» Atividades propostas:
a: Indique se cada afirmação abaixo está de acordo com o trecho fornecido, respondendo sim ou não e citando literalmente as palavras do trecho que decidem a resposta: (i) a linha entre ser uma boa pessoa para si e ser uma boa pessoa para o mundo é quase invisível; (ii) no fundo do poço há sombras que servem de guia; (iii) quem está no fundo do poço verá luz se olhar para cima.
b: Reescreva a parte do trecho fornecido que vai de "Há uma linha" até "domina sua cabeça.", inclusive, substituindo "subserviência" por "submissão".

Há uma linha tênue, fininha, quase invisível, entre o ser uma boa pessoa para si e ser uma boa pessoa para o mundo, somente. De um lado você se enxerga, se respeita, sabe que é alguém decente e muitíssimo digno de ter vez e voz e, assim, pode levar benesses para o próximo. No contraponto, você chega a esquecer quem é, segue os dias a servir a quem lhe pede a mão, seu brilho desaparece e a subserviência domina sua cabeça.
Desprezar sua identidade e o valor dela te leva, naturalmente, para o abismo. Um passo a mais rumo ao outro e você pode estar perdido de si. Ali no buraco tudo é escuro, não há nem sombras para te guiar. Mas, aqui há uma boa nova: se você estiver no fundo do poço e não enxergar mais nada, olhe para cima e verá luz. Aproveite o chão firme e enlameado para impulsionar o salto e tentar a todo custo sair dali, não há outra opção.

» Material fornecido:
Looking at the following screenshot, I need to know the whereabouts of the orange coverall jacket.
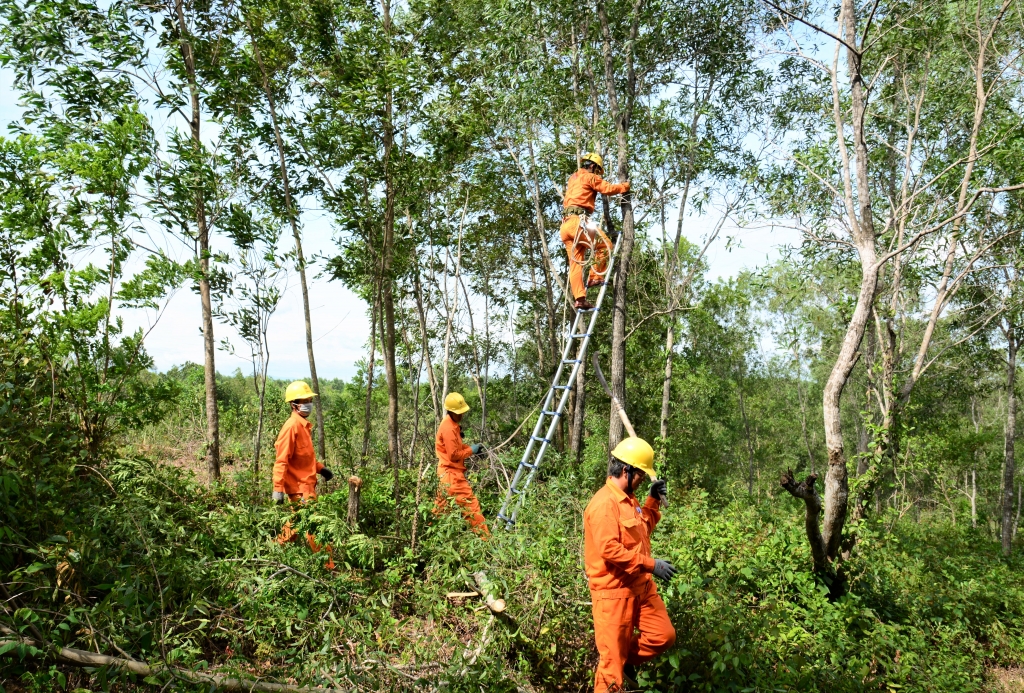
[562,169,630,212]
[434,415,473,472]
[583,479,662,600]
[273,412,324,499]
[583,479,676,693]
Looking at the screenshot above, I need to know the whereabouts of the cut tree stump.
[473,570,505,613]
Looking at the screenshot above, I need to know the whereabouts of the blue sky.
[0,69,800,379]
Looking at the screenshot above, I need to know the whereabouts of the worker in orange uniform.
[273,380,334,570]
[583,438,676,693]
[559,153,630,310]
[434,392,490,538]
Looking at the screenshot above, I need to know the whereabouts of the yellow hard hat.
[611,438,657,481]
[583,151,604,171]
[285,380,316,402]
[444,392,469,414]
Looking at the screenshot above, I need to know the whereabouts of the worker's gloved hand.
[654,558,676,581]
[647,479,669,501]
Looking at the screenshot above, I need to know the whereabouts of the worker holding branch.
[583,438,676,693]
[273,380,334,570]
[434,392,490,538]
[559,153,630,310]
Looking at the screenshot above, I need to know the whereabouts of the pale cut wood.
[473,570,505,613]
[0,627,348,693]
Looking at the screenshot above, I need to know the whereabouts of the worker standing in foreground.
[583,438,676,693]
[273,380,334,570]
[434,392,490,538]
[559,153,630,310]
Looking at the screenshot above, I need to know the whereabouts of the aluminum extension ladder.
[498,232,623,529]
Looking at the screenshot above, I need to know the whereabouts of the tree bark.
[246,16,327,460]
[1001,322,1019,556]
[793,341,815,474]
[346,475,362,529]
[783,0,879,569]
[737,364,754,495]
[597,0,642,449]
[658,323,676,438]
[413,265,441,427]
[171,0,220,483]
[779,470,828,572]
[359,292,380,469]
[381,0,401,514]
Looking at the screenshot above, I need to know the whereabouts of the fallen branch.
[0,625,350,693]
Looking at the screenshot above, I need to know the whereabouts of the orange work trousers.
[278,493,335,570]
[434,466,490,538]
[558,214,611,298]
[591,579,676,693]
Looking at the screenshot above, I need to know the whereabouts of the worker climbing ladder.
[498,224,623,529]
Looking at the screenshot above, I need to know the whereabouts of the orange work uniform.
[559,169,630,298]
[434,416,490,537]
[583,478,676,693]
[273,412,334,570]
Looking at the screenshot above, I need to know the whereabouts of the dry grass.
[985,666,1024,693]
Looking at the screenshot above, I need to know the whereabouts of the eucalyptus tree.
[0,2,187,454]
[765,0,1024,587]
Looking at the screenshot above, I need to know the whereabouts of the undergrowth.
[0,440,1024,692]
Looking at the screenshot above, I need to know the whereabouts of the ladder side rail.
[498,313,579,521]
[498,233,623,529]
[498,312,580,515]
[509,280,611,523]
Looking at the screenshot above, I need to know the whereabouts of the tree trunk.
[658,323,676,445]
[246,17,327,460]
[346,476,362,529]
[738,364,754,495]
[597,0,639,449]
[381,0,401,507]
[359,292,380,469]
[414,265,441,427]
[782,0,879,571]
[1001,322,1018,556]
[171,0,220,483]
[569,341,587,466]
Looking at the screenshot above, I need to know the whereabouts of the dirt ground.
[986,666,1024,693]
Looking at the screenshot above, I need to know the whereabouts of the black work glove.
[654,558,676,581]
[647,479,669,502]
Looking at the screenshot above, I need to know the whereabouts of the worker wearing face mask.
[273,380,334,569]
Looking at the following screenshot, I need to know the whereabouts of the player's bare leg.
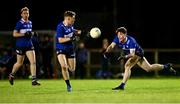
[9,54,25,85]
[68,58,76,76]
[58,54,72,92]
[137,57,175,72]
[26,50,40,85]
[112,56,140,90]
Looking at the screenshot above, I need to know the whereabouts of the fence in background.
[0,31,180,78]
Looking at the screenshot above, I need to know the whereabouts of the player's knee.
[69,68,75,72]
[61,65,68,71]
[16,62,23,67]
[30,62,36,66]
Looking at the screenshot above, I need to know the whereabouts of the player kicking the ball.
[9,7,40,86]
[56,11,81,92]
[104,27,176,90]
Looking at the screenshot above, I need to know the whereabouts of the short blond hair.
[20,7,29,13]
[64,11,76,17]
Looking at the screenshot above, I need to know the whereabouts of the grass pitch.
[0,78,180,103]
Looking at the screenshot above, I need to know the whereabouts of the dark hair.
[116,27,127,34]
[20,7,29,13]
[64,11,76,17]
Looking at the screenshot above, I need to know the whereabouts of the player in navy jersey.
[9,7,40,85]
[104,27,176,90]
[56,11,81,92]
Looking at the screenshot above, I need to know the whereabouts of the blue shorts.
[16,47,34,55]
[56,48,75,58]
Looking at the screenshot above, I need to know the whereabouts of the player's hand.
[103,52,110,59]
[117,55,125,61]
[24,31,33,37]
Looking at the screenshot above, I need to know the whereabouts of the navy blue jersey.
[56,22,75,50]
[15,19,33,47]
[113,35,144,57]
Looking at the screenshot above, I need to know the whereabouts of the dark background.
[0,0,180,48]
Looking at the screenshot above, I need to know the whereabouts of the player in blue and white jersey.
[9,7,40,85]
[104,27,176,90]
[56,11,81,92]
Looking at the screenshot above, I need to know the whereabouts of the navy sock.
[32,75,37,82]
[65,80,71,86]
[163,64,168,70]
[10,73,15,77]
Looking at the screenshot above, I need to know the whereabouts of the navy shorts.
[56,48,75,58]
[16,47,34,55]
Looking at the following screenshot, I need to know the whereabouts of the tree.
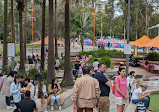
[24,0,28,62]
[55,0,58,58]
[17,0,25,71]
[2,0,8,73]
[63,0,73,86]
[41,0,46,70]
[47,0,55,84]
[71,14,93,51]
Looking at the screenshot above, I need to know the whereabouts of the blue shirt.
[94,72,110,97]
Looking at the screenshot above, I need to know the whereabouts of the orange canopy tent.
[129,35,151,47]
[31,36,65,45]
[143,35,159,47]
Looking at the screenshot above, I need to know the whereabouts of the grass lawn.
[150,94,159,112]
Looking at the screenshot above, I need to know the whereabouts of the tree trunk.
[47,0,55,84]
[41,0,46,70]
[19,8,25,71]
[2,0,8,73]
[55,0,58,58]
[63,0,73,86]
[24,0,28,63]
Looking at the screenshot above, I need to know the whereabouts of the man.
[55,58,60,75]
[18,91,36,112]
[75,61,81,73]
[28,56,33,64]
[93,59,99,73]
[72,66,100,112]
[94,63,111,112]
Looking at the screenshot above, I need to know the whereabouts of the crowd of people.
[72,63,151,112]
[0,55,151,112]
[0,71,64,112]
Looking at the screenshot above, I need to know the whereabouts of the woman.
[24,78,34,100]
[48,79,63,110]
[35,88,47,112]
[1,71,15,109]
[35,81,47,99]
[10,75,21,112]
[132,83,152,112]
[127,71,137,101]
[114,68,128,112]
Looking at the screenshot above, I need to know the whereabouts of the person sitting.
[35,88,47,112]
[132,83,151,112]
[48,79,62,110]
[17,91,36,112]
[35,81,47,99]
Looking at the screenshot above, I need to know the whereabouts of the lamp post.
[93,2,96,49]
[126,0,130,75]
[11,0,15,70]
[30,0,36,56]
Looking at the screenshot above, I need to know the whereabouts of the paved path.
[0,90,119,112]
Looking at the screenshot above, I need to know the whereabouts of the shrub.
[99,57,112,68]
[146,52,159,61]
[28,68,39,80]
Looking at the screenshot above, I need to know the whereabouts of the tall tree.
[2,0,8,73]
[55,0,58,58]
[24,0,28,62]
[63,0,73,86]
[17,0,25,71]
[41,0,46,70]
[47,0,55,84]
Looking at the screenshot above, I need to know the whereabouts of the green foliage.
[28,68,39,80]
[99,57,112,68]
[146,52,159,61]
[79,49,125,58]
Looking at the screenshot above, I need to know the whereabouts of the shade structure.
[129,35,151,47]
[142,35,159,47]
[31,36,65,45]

» Respostas por tarefa:
a:
(i) Sim: "Há uma linha tênue, fininha, quase invisível, entre o ser uma boa pessoa para si e ser uma boa pessoa para o mundo, somente."
(ii) Não: "não há nem sombras para te guiar."
(iii) Sim: "olhe para cima e verá luz."

b:
Há uma linha tênue, fininha, quase invisível, entre o ser uma boa pessoa para si e ser uma boa pessoa para o mundo, somente. De um lado você se enxerga, se respeita, sabe que é alguém decente e muitíssimo digno de ter vez e voz e, assim, pode levar benesses para o próximo. No contraponto, você chega a esquecer quem é, segue os dias a servir a quem lhe pede a mão, seu brilho desaparece e a submissão domina sua cabeça.